Dolph and Sly trained in the gym on a three-day split - chest and backs/shoulders, arms and legs - six days a week, with ab training twice a day. "Sometimes I would wake up in the middle of the night and do a couple of sets of abs," explains Dolph, "just so I would look that much better in the gym the next day. That's how motivated I was by Sly."

Dolph ripped up to about 240 and was in the best shape of his life. But once "Rocky IV" started filming, he faced another problem - trying to maintain that level of conditioning 12 hours a day for months at a time. "Bodybuilders usually have to peak for just one or two days," says Dolph, "but when you are making a movie you have to hold your shape a lot longer. Sometimes you have a scene which includes shots taken weeks or months apart. You can't look one way in one shot and totally different in another." Diet was an important aspect of this need to stay in good shape for long periods of time. Stallone arranged to have his own cook on the set and Dolph either ate with him or brought his own food. When they went off on location, Dolph would give a list of special foods and Weider supplements he needed to the prop man. Joe Weider had made up a series of supplement packs for Sly and Dolph and the results were impressive. The audience at the Los Angeles premiere of "Rocky IV" gasped when Dolph first appeared on screen without his shirt. And Stallone looked even bigger and more ripped than his memorable Rambo shape.

*WHAT THE EXERCISE ASKS*
Continue the passage about Dolph's training and diet for "Rocky IV" from its last sentence.

[Referring expression data]
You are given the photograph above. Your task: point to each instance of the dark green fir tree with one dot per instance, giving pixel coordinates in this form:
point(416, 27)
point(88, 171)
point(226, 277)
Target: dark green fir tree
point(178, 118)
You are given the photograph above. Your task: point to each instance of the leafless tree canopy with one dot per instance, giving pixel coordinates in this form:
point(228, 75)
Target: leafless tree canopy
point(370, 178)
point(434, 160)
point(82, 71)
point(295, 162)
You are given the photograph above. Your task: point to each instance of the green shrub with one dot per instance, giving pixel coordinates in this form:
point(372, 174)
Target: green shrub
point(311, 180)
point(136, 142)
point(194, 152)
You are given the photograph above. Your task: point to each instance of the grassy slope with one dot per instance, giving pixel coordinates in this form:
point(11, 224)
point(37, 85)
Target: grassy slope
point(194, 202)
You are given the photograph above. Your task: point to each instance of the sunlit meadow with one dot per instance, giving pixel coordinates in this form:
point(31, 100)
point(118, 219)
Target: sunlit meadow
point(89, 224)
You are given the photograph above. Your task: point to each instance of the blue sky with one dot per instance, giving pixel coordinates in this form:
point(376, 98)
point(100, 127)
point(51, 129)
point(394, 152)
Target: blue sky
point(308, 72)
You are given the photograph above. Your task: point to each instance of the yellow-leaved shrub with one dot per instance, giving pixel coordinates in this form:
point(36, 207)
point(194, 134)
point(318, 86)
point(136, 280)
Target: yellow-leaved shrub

*RESULT OF THIS TASK*
"Training for the movie has changed my life, " declares Lundgren. "With Sly's help, I've learned so much about my body and how it responds to training and diet. I've developed a whole new standard as to how I will stay in shape for the rest of my life." Well, the rest is history. Watching Dolph in the ring in "Rocky IV," seeing his enormous size, awesome muscularity, incredible speed and power, it's hard to believe that he was once the sort of teenager who got sand kicked in his face by the neighborhood bully. But until the age of 15, he was actually shorter and smaller than most of his peers and constantly getting beat up by bigger kids. "I never expected to be tall," he admits, "so I figured I'd better learn to fight. I took up judo first, then karate, and eventually full-contact kick boxing. I discovered I had a kind of killer instinct. Whenever I got hit, I got mad and fought harder. In combat sports, that's something you either have or you don't. You really develop it. It's instinctive."

By 18, at 6' 4" and 180 pounds, Dolph began to rack up an impressive series of full-contact knockouts, most of them achieved by his powerful legs. He was fighting opponents who were heavier, but lacked his speed and flexibility. As a result, he won kick-boxing titles in Europe and Australia and gained a reputation for regularly sending opponents to the hospital. "I had to start lifting weights as I grew into a heavyweight," Dolph explains, "because I was so bloody tall and lean it was too easy for little powerpacks to knock me down with one shot. I didn't really learn about how to build and shape the body, though, until I started training for 'Rocky IV.'"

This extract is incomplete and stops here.